-------- Listed entries
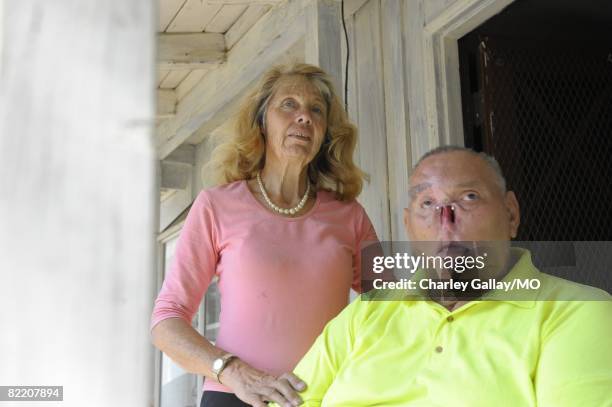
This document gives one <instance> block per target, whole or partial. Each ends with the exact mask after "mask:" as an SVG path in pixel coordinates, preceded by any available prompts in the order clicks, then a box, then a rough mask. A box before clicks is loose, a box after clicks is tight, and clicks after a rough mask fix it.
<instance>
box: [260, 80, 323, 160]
mask: <svg viewBox="0 0 612 407" xmlns="http://www.w3.org/2000/svg"><path fill="white" fill-rule="evenodd" d="M263 130H264V134H265V136H266V163H269V162H270V161H272V160H275V161H278V162H280V163H282V162H287V161H291V162H295V163H298V164H300V165H301V166H302V167H305V166H306V165H308V163H310V162H311V161H312V160H313V159H314V157H315V156H316V155H317V153H318V151H319V149H320V148H321V144H322V143H323V138H324V136H325V132H326V130H327V105H326V103H325V100H324V99H323V97H322V96H321V93H320V92H319V90H318V89H317V88H316V87H315V86H314V85H313V84H312V83H311V82H310V81H309V80H308V79H306V78H304V77H302V76H297V75H296V76H285V77H282V78H280V79H279V82H278V88H277V90H276V92H275V93H274V95H273V96H272V98H271V99H270V101H269V102H268V108H267V111H266V117H265V127H264V129H263Z"/></svg>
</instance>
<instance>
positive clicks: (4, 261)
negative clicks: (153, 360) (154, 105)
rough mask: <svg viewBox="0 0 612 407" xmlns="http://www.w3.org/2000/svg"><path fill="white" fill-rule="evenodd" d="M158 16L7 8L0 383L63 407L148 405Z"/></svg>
mask: <svg viewBox="0 0 612 407" xmlns="http://www.w3.org/2000/svg"><path fill="white" fill-rule="evenodd" d="M153 8H154V3H153V2H150V1H147V0H132V1H124V0H106V1H98V0H78V1H76V0H73V1H69V0H54V1H52V2H41V1H34V0H20V1H9V2H5V3H4V13H3V14H4V16H3V17H4V19H3V27H4V34H3V37H2V39H3V44H2V45H3V54H2V65H1V66H0V69H1V73H0V81H1V82H0V83H1V84H0V92H1V96H2V99H1V102H0V225H1V227H2V232H1V233H0V272H1V277H0V278H1V282H0V310H1V311H0V326H1V327H2V334H1V335H0V361H1V364H2V368H0V383H1V384H2V385H63V386H64V402H63V403H62V406H104V407H108V406H130V407H134V406H147V405H150V403H151V385H150V383H151V381H152V372H151V362H152V357H151V356H152V353H151V346H150V343H149V338H148V319H149V315H150V311H151V306H152V296H153V290H154V285H155V274H154V271H153V270H154V268H153V266H154V264H153V261H154V253H153V247H154V244H153V237H154V205H155V202H156V199H157V197H156V196H155V185H154V183H155V178H154V173H155V166H154V159H153V157H154V150H153V148H152V145H153V144H152V136H151V134H152V118H153V116H154V106H153V89H154V84H153V54H154V53H153V46H154V30H155V28H154V9H153ZM26 404H27V403H25V404H24V403H16V405H26ZM7 405H11V404H10V403H8V404H7Z"/></svg>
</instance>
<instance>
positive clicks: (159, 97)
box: [155, 89, 176, 119]
mask: <svg viewBox="0 0 612 407" xmlns="http://www.w3.org/2000/svg"><path fill="white" fill-rule="evenodd" d="M175 113H176V92H175V91H174V90H172V89H157V114H156V115H155V117H156V118H158V119H167V118H170V117H174V114H175Z"/></svg>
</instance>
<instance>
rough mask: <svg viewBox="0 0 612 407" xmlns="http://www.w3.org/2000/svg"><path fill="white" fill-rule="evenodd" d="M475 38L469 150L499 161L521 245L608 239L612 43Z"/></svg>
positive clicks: (468, 139)
mask: <svg viewBox="0 0 612 407" xmlns="http://www.w3.org/2000/svg"><path fill="white" fill-rule="evenodd" d="M479 40H480V41H479V43H478V45H477V47H478V52H477V62H476V63H477V64H478V67H477V69H476V71H477V72H478V74H477V75H476V77H475V80H477V81H478V82H479V83H478V84H476V86H474V85H472V87H473V88H475V89H476V95H477V96H476V97H475V98H473V99H474V100H475V101H476V103H475V105H476V106H475V107H474V109H475V110H477V112H476V116H477V117H478V118H479V122H480V123H479V124H480V125H479V126H478V127H479V131H478V132H477V133H476V134H475V135H474V134H471V137H466V144H468V146H470V147H474V146H476V147H480V148H482V149H483V150H484V151H486V152H487V153H490V154H492V155H493V156H495V157H496V158H497V159H498V161H499V162H500V165H501V167H502V169H503V170H504V173H505V175H506V178H507V180H508V185H509V187H510V188H511V189H513V190H514V191H515V192H516V194H517V196H518V197H519V201H520V203H521V215H522V221H521V228H520V231H519V236H518V239H519V240H557V241H559V240H573V241H576V240H612V52H611V51H612V47H610V48H608V47H605V46H591V44H589V43H585V44H581V45H580V46H566V45H565V44H563V43H561V42H559V43H554V44H550V43H549V44H538V43H537V41H529V42H525V41H520V42H519V41H514V42H513V41H511V40H502V39H499V38H492V37H490V36H483V37H480V38H479ZM472 128H473V126H472ZM468 131H470V130H469V129H466V132H468ZM470 144H471V145H470Z"/></svg>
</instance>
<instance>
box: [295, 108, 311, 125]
mask: <svg viewBox="0 0 612 407" xmlns="http://www.w3.org/2000/svg"><path fill="white" fill-rule="evenodd" d="M297 122H298V123H299V124H305V125H311V124H312V116H311V114H310V112H309V111H308V110H307V109H301V110H300V111H299V112H298V114H297Z"/></svg>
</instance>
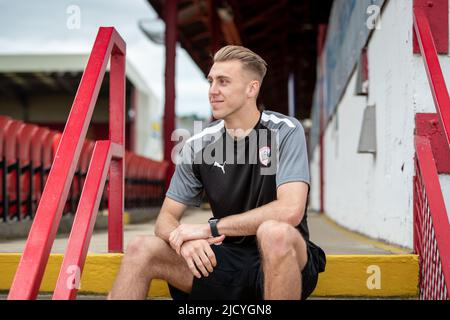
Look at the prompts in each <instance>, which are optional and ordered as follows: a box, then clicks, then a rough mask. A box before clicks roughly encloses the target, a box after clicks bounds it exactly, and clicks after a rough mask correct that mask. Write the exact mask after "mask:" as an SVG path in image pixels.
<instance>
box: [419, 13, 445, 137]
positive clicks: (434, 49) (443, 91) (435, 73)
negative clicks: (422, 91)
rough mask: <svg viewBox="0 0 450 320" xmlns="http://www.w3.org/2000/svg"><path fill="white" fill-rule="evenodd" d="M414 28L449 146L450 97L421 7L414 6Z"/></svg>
mask: <svg viewBox="0 0 450 320" xmlns="http://www.w3.org/2000/svg"><path fill="white" fill-rule="evenodd" d="M414 29H415V31H416V35H417V39H418V42H419V46H420V52H421V53H422V57H423V60H424V64H425V69H426V71H427V75H428V80H429V83H430V88H431V92H432V94H433V99H434V103H435V106H436V111H437V113H438V114H439V117H440V120H441V121H440V122H441V124H442V127H443V128H444V134H445V137H446V139H447V143H448V145H449V146H450V98H449V95H448V90H447V86H446V85H445V80H444V75H443V74H442V69H441V65H440V63H439V58H438V55H437V52H436V46H435V44H434V40H433V35H432V33H431V28H430V24H429V23H428V18H427V16H426V15H425V12H424V11H423V9H420V8H414Z"/></svg>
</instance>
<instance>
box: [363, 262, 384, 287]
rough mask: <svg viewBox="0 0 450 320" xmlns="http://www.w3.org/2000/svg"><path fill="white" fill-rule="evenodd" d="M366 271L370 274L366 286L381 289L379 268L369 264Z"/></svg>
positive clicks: (367, 280)
mask: <svg viewBox="0 0 450 320" xmlns="http://www.w3.org/2000/svg"><path fill="white" fill-rule="evenodd" d="M366 273H368V274H370V276H369V277H368V278H367V281H366V286H367V289H369V290H374V289H376V290H380V289H381V268H380V266H377V265H370V266H368V267H367V271H366Z"/></svg>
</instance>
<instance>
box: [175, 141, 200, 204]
mask: <svg viewBox="0 0 450 320" xmlns="http://www.w3.org/2000/svg"><path fill="white" fill-rule="evenodd" d="M193 166H194V161H193V151H192V148H191V146H190V144H188V143H186V144H185V145H184V146H183V148H182V149H181V152H180V158H179V161H178V163H177V165H176V167H175V172H174V174H173V176H172V179H171V181H170V186H169V189H168V190H167V192H166V196H167V197H169V198H170V199H172V200H175V201H178V202H181V203H183V204H185V205H190V206H197V207H199V206H200V204H201V201H202V191H203V184H202V182H201V181H200V179H199V178H198V177H197V176H196V175H195V173H194V167H193Z"/></svg>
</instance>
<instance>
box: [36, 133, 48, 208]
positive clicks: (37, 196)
mask: <svg viewBox="0 0 450 320" xmlns="http://www.w3.org/2000/svg"><path fill="white" fill-rule="evenodd" d="M50 134H51V133H50V130H49V129H48V128H45V127H39V129H38V131H36V133H35V134H34V136H33V138H32V140H31V166H32V170H33V173H34V175H33V177H34V178H33V185H32V193H33V198H32V203H31V212H32V214H33V215H34V212H35V210H36V207H37V204H38V203H39V200H40V199H41V195H42V191H43V189H42V182H41V181H42V179H43V177H44V165H43V164H44V162H43V158H44V144H45V140H46V139H47V137H48V136H49V135H50Z"/></svg>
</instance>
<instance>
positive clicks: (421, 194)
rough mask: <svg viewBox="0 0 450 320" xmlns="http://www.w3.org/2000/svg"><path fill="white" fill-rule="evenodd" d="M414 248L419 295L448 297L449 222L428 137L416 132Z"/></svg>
mask: <svg viewBox="0 0 450 320" xmlns="http://www.w3.org/2000/svg"><path fill="white" fill-rule="evenodd" d="M415 146H416V161H415V165H416V176H415V177H414V251H415V252H417V253H419V255H420V280H419V281H420V283H419V286H420V298H421V299H427V300H428V299H450V295H449V293H450V290H449V289H450V241H449V240H448V239H449V238H448V235H449V231H450V226H449V222H448V217H447V212H446V210H445V203H444V198H443V196H442V191H441V190H442V189H441V186H440V183H439V176H438V172H437V169H436V165H435V160H434V158H433V153H432V150H431V145H430V141H429V140H428V138H426V137H420V136H416V138H415Z"/></svg>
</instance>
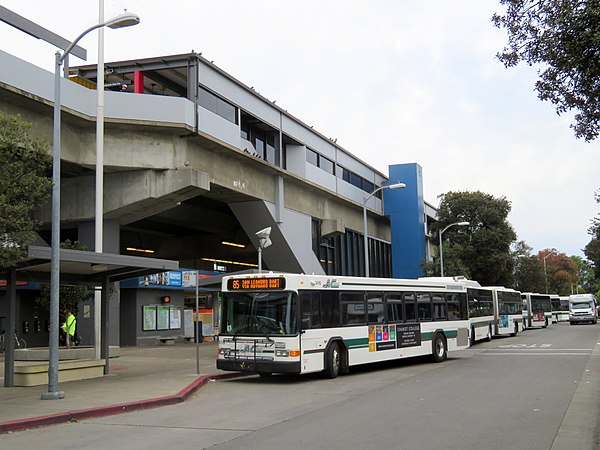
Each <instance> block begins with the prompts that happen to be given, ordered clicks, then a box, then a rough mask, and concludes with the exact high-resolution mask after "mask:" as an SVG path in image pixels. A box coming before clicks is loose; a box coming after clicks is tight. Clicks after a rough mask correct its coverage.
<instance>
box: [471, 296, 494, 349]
mask: <svg viewBox="0 0 600 450" xmlns="http://www.w3.org/2000/svg"><path fill="white" fill-rule="evenodd" d="M467 298H468V304H469V328H470V333H469V336H470V339H471V345H473V344H474V343H475V342H476V341H479V340H481V339H485V340H487V341H491V340H492V336H493V334H494V326H495V325H494V324H495V322H496V321H495V318H494V297H493V291H492V288H489V287H467Z"/></svg>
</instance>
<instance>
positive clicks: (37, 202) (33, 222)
mask: <svg viewBox="0 0 600 450" xmlns="http://www.w3.org/2000/svg"><path fill="white" fill-rule="evenodd" d="M29 128H31V124H29V123H27V122H24V121H23V120H22V119H21V118H20V117H19V116H10V115H7V114H5V113H3V112H2V111H0V267H3V268H9V267H13V266H14V265H15V264H16V262H17V261H19V260H22V259H24V258H25V257H26V256H27V246H28V245H30V244H31V243H32V242H33V241H34V240H35V239H36V227H37V223H36V221H35V219H34V216H33V212H34V210H35V209H36V208H37V207H38V206H40V205H41V204H43V203H44V202H45V201H47V200H48V198H49V194H50V189H51V187H52V180H51V178H50V176H49V172H50V168H51V167H52V157H51V156H50V152H49V151H48V145H47V144H46V143H44V142H43V141H41V140H39V139H34V138H32V137H30V136H29V135H28V134H27V131H28V130H29Z"/></svg>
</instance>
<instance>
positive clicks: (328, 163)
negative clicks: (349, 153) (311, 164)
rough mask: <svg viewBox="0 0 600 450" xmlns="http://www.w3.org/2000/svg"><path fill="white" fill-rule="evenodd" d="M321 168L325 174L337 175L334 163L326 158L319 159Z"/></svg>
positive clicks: (323, 157) (320, 158)
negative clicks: (323, 171)
mask: <svg viewBox="0 0 600 450" xmlns="http://www.w3.org/2000/svg"><path fill="white" fill-rule="evenodd" d="M319 167H320V168H321V169H323V170H324V171H325V172H327V173H330V174H332V175H335V170H334V167H335V164H333V161H331V160H330V159H327V158H325V157H324V156H321V157H320V159H319Z"/></svg>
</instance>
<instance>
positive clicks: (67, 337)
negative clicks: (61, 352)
mask: <svg viewBox="0 0 600 450" xmlns="http://www.w3.org/2000/svg"><path fill="white" fill-rule="evenodd" d="M76 324H77V319H75V316H74V315H73V313H72V312H71V311H70V310H68V311H67V320H65V323H63V324H62V327H61V328H62V330H63V331H64V332H65V333H66V335H67V339H66V340H67V348H71V344H72V343H73V339H74V338H75V325H76Z"/></svg>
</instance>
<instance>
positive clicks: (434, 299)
mask: <svg viewBox="0 0 600 450" xmlns="http://www.w3.org/2000/svg"><path fill="white" fill-rule="evenodd" d="M300 304H301V315H302V327H303V328H304V329H310V328H327V327H338V326H344V325H348V326H352V325H367V324H382V323H405V322H408V323H410V322H429V321H432V320H435V321H440V320H464V319H466V318H467V297H466V295H465V294H461V293H430V292H386V293H382V292H333V291H301V292H300Z"/></svg>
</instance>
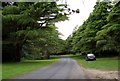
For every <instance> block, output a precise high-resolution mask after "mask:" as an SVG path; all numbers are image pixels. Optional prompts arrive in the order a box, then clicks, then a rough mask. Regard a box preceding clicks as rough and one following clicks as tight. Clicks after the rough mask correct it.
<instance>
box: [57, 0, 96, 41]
mask: <svg viewBox="0 0 120 81" xmlns="http://www.w3.org/2000/svg"><path fill="white" fill-rule="evenodd" d="M66 1H67V4H68V5H69V7H70V8H71V9H75V10H76V9H79V10H80V13H79V14H72V15H70V16H69V20H66V21H64V22H59V23H56V26H57V27H58V31H59V32H60V33H62V34H63V35H62V36H60V38H62V39H64V40H65V39H67V37H68V36H69V35H70V34H72V32H73V30H74V28H75V27H76V26H80V25H82V24H83V22H84V21H85V20H86V19H87V18H88V17H89V14H90V13H91V12H92V11H93V9H94V8H93V7H94V5H95V4H96V1H97V0H66ZM61 2H62V3H65V0H62V1H61Z"/></svg>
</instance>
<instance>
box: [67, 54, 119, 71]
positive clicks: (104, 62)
mask: <svg viewBox="0 0 120 81" xmlns="http://www.w3.org/2000/svg"><path fill="white" fill-rule="evenodd" d="M67 56H69V57H71V58H73V59H75V60H76V61H77V62H78V63H79V64H80V65H82V66H83V67H85V68H91V69H92V68H93V69H99V70H108V71H109V70H111V71H115V70H118V57H110V58H109V57H107V58H96V61H86V60H85V56H81V55H72V54H70V55H67ZM119 61H120V60H119Z"/></svg>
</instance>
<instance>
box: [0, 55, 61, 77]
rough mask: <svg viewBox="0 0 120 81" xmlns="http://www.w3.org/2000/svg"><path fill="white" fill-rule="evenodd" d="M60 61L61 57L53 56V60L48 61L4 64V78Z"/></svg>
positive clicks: (38, 61) (33, 60)
mask: <svg viewBox="0 0 120 81" xmlns="http://www.w3.org/2000/svg"><path fill="white" fill-rule="evenodd" d="M59 59H60V58H59V57H56V56H52V57H51V59H48V60H25V61H22V62H19V63H18V62H17V63H3V65H2V78H3V79H8V78H12V77H15V76H18V75H21V74H24V73H27V72H30V71H32V70H35V69H38V68H42V67H44V66H47V65H49V64H52V63H54V62H57V61H59Z"/></svg>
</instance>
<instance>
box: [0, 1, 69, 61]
mask: <svg viewBox="0 0 120 81" xmlns="http://www.w3.org/2000/svg"><path fill="white" fill-rule="evenodd" d="M65 10H66V8H65V5H64V4H62V5H57V4H56V2H47V3H46V2H14V3H12V4H11V3H3V10H2V19H3V22H2V24H3V28H2V30H3V34H2V37H3V42H4V43H5V42H10V44H11V45H13V46H15V48H16V49H15V50H14V52H15V53H16V57H19V59H20V57H21V56H24V54H21V53H22V50H23V52H24V53H25V54H26V55H29V53H30V55H32V54H33V55H32V56H33V57H34V55H35V56H36V55H39V56H40V58H41V56H42V55H45V53H44V52H45V51H47V54H48V52H49V53H56V52H60V50H61V47H62V45H61V44H60V43H61V39H60V38H59V33H58V31H57V29H56V26H55V22H59V21H65V20H67V19H68V15H69V14H66V13H65V12H64V11H65ZM3 45H4V44H3ZM45 45H47V46H45ZM4 51H5V49H4ZM9 51H11V50H9ZM8 54H9V52H8ZM41 54H42V55H41ZM3 55H5V54H4V52H3ZM6 55H7V54H6ZM6 55H5V57H6ZM17 55H18V56H17ZM48 55H49V54H48ZM3 57H4V56H3ZM11 57H12V56H11ZM16 57H13V58H16ZM5 59H6V58H5Z"/></svg>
----------------
» Task prompt
Set down, exactly as they stand above, the lines starting with the line with "positive clicks: (104, 62)" and going on through the line with "61L61 57L53 56V60L48", and no others.

» Output of the exercise
positive clicks: (104, 62)
mask: <svg viewBox="0 0 120 81" xmlns="http://www.w3.org/2000/svg"><path fill="white" fill-rule="evenodd" d="M67 56H69V57H71V58H73V59H75V60H76V61H77V62H78V63H79V64H80V65H82V66H83V67H85V68H91V69H92V68H93V69H99V70H108V71H109V70H111V71H115V70H118V57H110V58H109V57H107V58H96V61H86V60H85V56H81V55H72V54H70V55H67ZM119 61H120V60H119Z"/></svg>
</instance>
<instance>
box: [0, 55, 61, 77]
rough mask: <svg viewBox="0 0 120 81" xmlns="http://www.w3.org/2000/svg"><path fill="white" fill-rule="evenodd" d="M60 61L61 57L53 56V60L48 61L4 64V78Z"/></svg>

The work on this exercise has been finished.